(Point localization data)
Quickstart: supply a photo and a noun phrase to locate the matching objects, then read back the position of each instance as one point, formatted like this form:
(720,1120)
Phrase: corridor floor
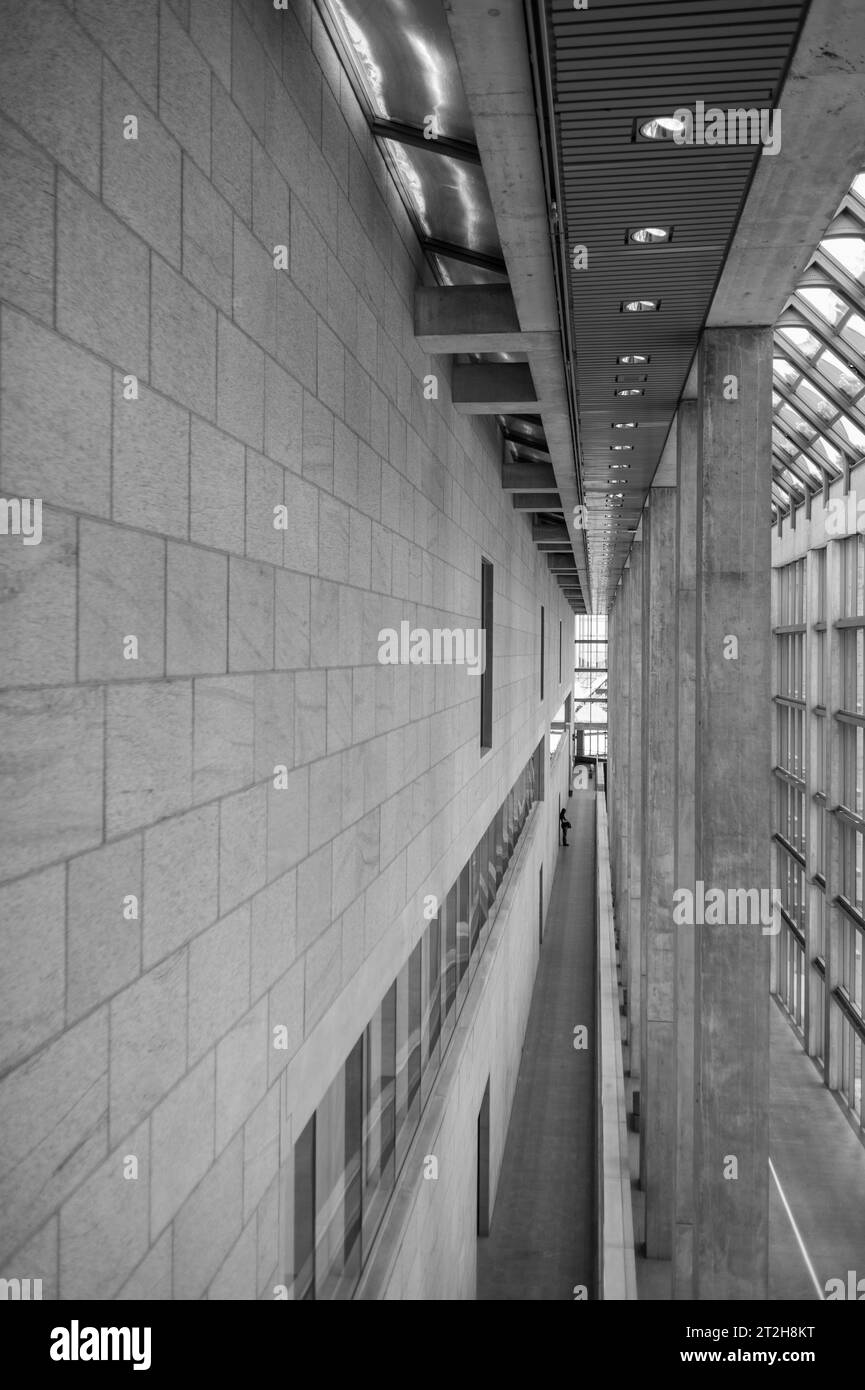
(817,1229)
(540,1244)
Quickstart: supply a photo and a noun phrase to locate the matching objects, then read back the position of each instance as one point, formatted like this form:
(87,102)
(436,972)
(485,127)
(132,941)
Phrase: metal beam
(556,534)
(437,248)
(495,66)
(529,477)
(492,388)
(405,134)
(536,502)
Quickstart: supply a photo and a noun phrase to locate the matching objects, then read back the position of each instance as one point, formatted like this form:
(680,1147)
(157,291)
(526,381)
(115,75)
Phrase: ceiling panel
(611,67)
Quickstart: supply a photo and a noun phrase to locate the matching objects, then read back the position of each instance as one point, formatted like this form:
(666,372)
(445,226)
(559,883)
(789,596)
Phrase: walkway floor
(819,1164)
(541,1235)
(821,1168)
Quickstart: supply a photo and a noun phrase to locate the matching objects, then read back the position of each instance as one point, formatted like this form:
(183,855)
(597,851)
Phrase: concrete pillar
(658,1089)
(733,812)
(623,741)
(686,761)
(835,794)
(634,808)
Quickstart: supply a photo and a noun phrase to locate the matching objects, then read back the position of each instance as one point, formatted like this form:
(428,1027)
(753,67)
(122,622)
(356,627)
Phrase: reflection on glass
(826,303)
(433,998)
(380,1114)
(449,963)
(408,1051)
(463,919)
(338,1129)
(849,252)
(305,1214)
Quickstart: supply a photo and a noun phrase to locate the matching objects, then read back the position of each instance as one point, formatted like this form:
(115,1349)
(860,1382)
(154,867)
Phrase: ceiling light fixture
(650,235)
(661,127)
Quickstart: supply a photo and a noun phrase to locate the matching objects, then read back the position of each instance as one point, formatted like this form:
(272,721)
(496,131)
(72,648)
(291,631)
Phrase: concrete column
(623,742)
(733,812)
(814,734)
(658,1090)
(686,761)
(835,794)
(634,808)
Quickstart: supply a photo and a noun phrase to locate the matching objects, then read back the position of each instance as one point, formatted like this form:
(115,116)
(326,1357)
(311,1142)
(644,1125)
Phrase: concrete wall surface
(219,811)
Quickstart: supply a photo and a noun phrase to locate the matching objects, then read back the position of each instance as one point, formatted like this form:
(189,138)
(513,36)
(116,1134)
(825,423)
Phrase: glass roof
(403,71)
(819,363)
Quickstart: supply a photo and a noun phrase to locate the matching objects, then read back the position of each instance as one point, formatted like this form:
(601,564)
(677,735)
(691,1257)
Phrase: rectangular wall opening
(483,1165)
(487,617)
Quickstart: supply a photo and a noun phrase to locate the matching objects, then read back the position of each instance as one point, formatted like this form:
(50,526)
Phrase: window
(487,619)
(378,1114)
(338,1126)
(349,1154)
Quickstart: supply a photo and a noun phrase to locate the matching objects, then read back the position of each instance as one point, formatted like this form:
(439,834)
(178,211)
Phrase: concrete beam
(536,502)
(822,149)
(529,477)
(554,537)
(494,388)
(492,54)
(455,319)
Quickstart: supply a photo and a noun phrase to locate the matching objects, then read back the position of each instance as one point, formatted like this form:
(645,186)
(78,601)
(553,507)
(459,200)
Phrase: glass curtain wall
(590,685)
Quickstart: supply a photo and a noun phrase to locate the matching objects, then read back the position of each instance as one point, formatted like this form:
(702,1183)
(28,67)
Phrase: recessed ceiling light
(650,235)
(661,127)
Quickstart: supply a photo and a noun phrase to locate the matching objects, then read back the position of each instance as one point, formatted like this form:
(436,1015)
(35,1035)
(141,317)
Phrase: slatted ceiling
(616,64)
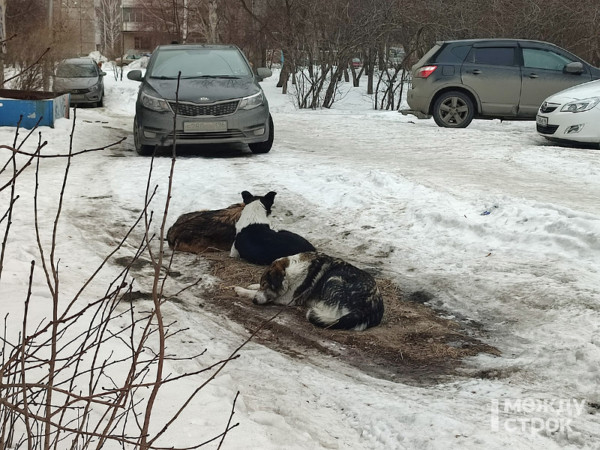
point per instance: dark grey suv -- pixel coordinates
(210, 91)
(457, 81)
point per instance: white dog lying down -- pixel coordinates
(338, 294)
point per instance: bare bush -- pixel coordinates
(67, 385)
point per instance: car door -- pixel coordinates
(545, 73)
(492, 71)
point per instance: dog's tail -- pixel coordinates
(325, 316)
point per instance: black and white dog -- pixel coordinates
(255, 241)
(338, 294)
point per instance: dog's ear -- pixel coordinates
(268, 201)
(247, 197)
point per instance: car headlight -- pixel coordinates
(581, 105)
(154, 103)
(252, 102)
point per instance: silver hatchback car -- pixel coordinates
(457, 81)
(201, 94)
(82, 79)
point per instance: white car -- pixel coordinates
(572, 115)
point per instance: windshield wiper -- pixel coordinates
(233, 77)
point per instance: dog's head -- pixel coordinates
(273, 282)
(267, 200)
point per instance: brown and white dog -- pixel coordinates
(206, 230)
(338, 294)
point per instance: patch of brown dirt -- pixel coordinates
(412, 343)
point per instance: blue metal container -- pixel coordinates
(32, 108)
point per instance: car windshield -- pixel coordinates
(199, 63)
(76, 71)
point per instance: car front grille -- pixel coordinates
(548, 107)
(214, 109)
(549, 129)
(230, 134)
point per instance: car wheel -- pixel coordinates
(264, 147)
(144, 150)
(453, 109)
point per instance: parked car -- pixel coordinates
(457, 81)
(212, 92)
(572, 115)
(82, 78)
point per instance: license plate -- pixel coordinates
(541, 121)
(204, 127)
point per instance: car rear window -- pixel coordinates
(496, 56)
(76, 71)
(453, 54)
(197, 63)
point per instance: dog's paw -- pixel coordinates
(243, 292)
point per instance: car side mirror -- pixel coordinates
(135, 75)
(263, 72)
(575, 68)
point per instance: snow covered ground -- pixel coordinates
(500, 226)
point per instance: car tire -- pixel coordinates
(453, 109)
(143, 150)
(264, 147)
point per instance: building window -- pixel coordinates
(133, 15)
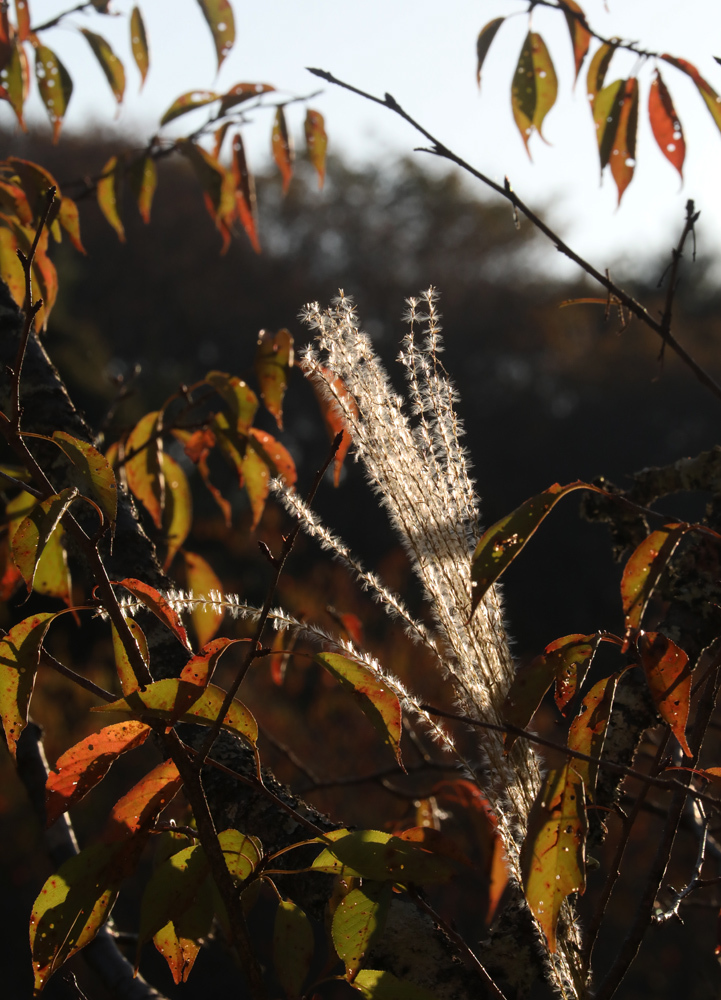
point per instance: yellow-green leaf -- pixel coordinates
(143, 182)
(282, 148)
(293, 947)
(553, 853)
(188, 102)
(19, 658)
(126, 674)
(109, 63)
(375, 698)
(502, 542)
(91, 473)
(483, 43)
(144, 469)
(51, 573)
(219, 15)
(172, 700)
(316, 142)
(375, 984)
(588, 730)
(36, 529)
(73, 904)
(55, 86)
(358, 922)
(139, 44)
(273, 361)
(178, 509)
(108, 195)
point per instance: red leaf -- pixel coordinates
(665, 124)
(669, 679)
(150, 597)
(81, 767)
(138, 809)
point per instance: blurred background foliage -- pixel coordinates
(547, 394)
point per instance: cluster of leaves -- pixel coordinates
(228, 191)
(614, 106)
(554, 849)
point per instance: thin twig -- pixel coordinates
(437, 148)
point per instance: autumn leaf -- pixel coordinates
(108, 195)
(188, 102)
(126, 673)
(316, 142)
(293, 947)
(597, 70)
(19, 658)
(643, 569)
(143, 182)
(668, 675)
(553, 853)
(34, 532)
(358, 922)
(373, 695)
(82, 766)
(91, 474)
(219, 16)
(139, 44)
(282, 149)
(55, 86)
(623, 152)
(72, 906)
(580, 35)
(709, 95)
(665, 124)
(561, 662)
(380, 857)
(502, 542)
(588, 730)
(483, 43)
(171, 700)
(273, 360)
(144, 467)
(109, 63)
(535, 87)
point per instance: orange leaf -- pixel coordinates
(316, 142)
(156, 603)
(553, 853)
(588, 730)
(273, 360)
(665, 124)
(137, 809)
(623, 152)
(82, 766)
(669, 679)
(19, 658)
(282, 149)
(373, 695)
(580, 35)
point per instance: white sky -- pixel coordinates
(423, 53)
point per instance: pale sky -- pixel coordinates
(423, 53)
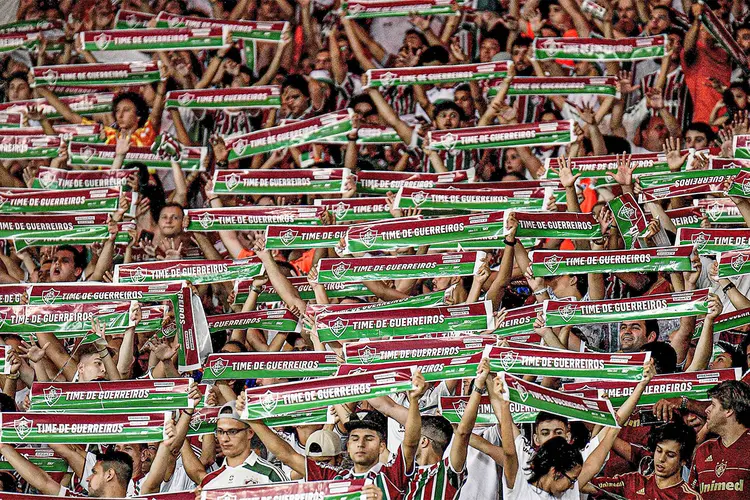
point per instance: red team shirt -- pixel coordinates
(635, 486)
(720, 472)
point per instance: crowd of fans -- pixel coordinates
(694, 97)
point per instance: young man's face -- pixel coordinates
(170, 221)
(626, 10)
(658, 22)
(364, 447)
(447, 119)
(294, 101)
(633, 335)
(696, 139)
(716, 416)
(63, 267)
(667, 462)
(91, 367)
(743, 39)
(234, 437)
(549, 429)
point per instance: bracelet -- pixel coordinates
(683, 403)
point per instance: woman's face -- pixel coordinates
(740, 97)
(447, 119)
(126, 116)
(513, 163)
(563, 481)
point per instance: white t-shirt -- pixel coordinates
(483, 480)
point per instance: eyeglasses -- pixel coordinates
(229, 432)
(572, 481)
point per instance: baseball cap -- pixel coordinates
(323, 443)
(373, 420)
(229, 410)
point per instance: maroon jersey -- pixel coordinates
(635, 486)
(391, 478)
(721, 472)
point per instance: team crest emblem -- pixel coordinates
(232, 182)
(23, 427)
(268, 401)
(552, 263)
(721, 468)
(197, 420)
(388, 78)
(51, 76)
(522, 392)
(186, 99)
(459, 408)
(50, 296)
(449, 140)
(368, 354)
(369, 237)
(207, 220)
(219, 366)
(52, 395)
(139, 275)
(700, 239)
(550, 45)
(339, 326)
(340, 269)
(239, 146)
(46, 179)
(288, 236)
(340, 210)
(714, 211)
(567, 312)
(87, 154)
(627, 212)
(102, 41)
(419, 197)
(508, 360)
(738, 261)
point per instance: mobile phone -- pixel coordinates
(648, 418)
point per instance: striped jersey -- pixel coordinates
(254, 470)
(636, 486)
(391, 478)
(438, 481)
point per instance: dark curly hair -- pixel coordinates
(141, 108)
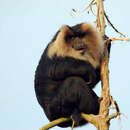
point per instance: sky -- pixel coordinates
(26, 27)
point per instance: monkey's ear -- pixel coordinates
(64, 31)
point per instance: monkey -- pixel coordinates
(68, 71)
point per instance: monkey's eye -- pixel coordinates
(68, 38)
(82, 35)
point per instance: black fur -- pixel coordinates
(63, 89)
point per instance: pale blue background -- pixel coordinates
(26, 26)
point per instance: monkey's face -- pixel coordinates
(81, 41)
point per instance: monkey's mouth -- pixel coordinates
(80, 47)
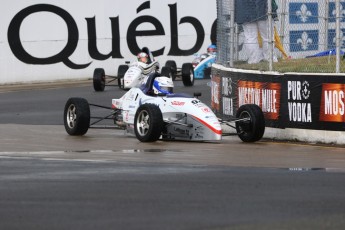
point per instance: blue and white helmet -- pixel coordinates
(163, 85)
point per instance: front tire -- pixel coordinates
(187, 74)
(253, 129)
(148, 123)
(98, 79)
(77, 116)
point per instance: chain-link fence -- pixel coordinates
(294, 35)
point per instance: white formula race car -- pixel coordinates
(152, 111)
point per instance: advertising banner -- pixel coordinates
(302, 101)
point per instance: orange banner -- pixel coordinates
(332, 102)
(264, 94)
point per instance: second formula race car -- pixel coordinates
(152, 112)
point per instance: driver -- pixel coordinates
(143, 57)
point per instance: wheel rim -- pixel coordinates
(245, 126)
(191, 76)
(71, 116)
(143, 123)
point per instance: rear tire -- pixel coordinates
(98, 79)
(148, 123)
(77, 116)
(120, 74)
(253, 129)
(187, 74)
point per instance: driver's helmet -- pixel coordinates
(143, 57)
(163, 85)
(212, 49)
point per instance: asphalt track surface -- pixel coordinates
(109, 180)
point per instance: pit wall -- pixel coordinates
(298, 107)
(58, 40)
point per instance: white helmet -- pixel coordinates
(163, 85)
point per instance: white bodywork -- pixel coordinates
(186, 118)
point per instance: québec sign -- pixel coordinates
(133, 33)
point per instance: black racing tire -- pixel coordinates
(187, 74)
(98, 79)
(253, 129)
(121, 71)
(172, 65)
(148, 123)
(76, 116)
(166, 71)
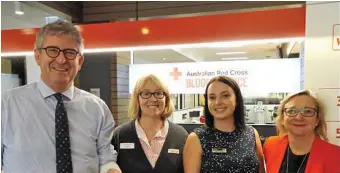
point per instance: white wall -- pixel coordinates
(32, 69)
(322, 63)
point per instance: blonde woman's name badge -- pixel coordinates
(219, 150)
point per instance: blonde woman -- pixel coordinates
(150, 143)
(301, 146)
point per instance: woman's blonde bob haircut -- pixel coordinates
(321, 128)
(135, 111)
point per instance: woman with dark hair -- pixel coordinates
(226, 144)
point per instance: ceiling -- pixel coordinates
(34, 15)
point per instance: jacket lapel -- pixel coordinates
(314, 160)
(278, 156)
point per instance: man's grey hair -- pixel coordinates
(59, 27)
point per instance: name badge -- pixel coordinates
(127, 145)
(219, 150)
(173, 151)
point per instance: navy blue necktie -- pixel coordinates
(62, 137)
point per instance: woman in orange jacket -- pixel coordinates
(301, 146)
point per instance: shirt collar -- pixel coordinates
(46, 91)
(162, 133)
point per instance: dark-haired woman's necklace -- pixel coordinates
(288, 161)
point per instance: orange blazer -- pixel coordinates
(324, 157)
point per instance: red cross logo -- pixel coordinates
(176, 73)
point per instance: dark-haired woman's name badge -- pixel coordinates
(219, 150)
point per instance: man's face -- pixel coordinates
(58, 71)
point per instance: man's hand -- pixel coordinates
(113, 171)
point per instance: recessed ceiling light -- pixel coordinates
(235, 58)
(229, 53)
(18, 8)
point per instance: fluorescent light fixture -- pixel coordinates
(235, 58)
(164, 47)
(229, 53)
(226, 45)
(18, 8)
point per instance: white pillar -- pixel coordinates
(322, 63)
(32, 69)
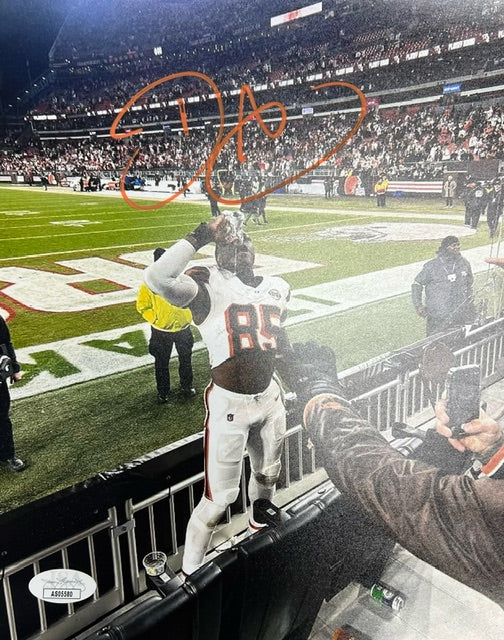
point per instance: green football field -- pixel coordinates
(69, 434)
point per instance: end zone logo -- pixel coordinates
(274, 294)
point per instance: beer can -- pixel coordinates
(389, 597)
(347, 632)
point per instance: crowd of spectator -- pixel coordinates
(409, 142)
(232, 54)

== What you are asked to do ==
Reproduce the lines from the line with "point per instance: dark-haired woman's name" through the last line of the entries exactly, including both ends and excluding pictures.

== Task solution ==
point per instance: dark-haired woman's name badge -- pixel coordinates
(219, 150)
point per instance: man's face -- pixel coordinates
(58, 71)
point per instance: man's hand -- pixel coordinates
(113, 171)
point per instance: recessed ceiling light -- pixel coordinates
(235, 58)
(229, 53)
(18, 8)
point per instance: fluorescent light fixture -- pixel coordinates
(235, 58)
(164, 47)
(229, 53)
(226, 45)
(18, 8)
point per instance: white pillar -- pixel coordinates
(322, 63)
(32, 69)
point per instance: green football field -- pixel coordinates
(69, 434)
point per instance: end zone logo -- pixel coordinates
(274, 294)
point per instance: beer can -- pixel coordinates
(389, 597)
(347, 632)
point per instance: crowd of spectator -- pixel coordinates
(409, 142)
(232, 54)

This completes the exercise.